--- Begin ---
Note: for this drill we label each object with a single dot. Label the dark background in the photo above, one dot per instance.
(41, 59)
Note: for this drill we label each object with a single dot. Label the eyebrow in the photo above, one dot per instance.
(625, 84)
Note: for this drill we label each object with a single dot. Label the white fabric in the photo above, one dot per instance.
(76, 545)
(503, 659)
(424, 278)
--- End ---
--- Begin ---
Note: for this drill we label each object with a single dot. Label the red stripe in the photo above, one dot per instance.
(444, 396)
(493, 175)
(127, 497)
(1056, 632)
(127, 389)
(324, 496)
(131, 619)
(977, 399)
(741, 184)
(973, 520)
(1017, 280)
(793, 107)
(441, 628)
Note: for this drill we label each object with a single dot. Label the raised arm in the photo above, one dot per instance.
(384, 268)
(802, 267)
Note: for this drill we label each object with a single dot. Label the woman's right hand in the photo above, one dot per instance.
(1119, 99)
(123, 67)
--- End ---
◆ The task
Collect every line of the data above that contains the word "hand" and copy each one out in full.

◆ Completed exercise
Note: for this drill we label each object with a single dot. Label the woman's right hand in the photo above, one dot per instance.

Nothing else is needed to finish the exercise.